__Directions for this task__. Copy the entries from the first line through the line containing "left=108, top=103, right=222, bottom=281", swapping "annotator" for "labeler" and changing nothing else.

__Entries provided__.

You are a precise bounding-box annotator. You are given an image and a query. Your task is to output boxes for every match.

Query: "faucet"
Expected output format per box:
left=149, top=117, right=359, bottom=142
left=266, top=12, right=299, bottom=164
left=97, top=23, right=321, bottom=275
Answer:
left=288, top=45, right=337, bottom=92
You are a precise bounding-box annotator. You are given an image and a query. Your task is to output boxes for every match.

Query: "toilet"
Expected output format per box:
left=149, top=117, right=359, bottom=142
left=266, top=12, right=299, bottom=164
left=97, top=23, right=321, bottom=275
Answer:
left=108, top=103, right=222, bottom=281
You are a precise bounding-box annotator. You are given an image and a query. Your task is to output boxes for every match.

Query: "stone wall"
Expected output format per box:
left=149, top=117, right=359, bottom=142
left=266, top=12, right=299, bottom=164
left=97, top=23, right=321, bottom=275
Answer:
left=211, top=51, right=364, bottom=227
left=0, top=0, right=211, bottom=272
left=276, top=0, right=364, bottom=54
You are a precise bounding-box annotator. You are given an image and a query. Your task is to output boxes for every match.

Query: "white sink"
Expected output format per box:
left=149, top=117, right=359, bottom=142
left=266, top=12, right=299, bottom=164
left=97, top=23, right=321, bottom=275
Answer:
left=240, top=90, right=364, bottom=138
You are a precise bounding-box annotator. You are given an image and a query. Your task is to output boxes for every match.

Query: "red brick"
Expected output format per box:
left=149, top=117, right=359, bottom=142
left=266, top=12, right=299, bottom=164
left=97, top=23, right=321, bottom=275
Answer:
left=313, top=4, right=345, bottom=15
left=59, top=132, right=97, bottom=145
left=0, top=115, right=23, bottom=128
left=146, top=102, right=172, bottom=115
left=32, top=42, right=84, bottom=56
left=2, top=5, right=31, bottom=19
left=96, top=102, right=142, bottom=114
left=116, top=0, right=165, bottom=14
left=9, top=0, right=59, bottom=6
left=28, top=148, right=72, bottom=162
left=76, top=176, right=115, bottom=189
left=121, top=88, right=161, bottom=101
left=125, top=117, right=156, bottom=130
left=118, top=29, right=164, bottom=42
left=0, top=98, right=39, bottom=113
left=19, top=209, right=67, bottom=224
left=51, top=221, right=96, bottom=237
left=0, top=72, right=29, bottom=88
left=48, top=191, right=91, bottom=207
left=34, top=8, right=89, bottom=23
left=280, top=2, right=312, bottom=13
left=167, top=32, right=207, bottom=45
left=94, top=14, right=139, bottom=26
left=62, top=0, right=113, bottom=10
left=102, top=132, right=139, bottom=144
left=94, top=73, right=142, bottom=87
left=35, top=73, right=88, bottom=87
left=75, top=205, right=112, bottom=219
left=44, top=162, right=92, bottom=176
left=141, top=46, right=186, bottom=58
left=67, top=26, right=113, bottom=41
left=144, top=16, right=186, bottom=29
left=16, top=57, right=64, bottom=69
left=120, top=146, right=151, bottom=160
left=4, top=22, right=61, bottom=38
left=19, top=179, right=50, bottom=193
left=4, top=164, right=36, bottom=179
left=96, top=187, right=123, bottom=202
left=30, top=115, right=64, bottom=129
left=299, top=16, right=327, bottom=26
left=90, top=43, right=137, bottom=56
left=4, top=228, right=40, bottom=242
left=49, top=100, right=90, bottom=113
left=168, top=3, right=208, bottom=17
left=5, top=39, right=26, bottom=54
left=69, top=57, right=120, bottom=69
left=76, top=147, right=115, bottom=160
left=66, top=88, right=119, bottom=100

__Final result__.
You are a precise bounding-box labeler. You are given an image and a query. Your task is to output boxes for every match.

Query: "faucet"
Expected output format per box:
left=149, top=117, right=359, bottom=142
left=266, top=12, right=299, bottom=164
left=97, top=23, right=321, bottom=275
Answer:
left=288, top=45, right=337, bottom=92
You are a precise bounding-box labeler. You are given an image and a query. Your task is to output boxes for every match.

Query: "toilet"
Expected output format per box:
left=149, top=117, right=359, bottom=142
left=266, top=12, right=299, bottom=164
left=97, top=23, right=321, bottom=275
Answer:
left=108, top=103, right=222, bottom=281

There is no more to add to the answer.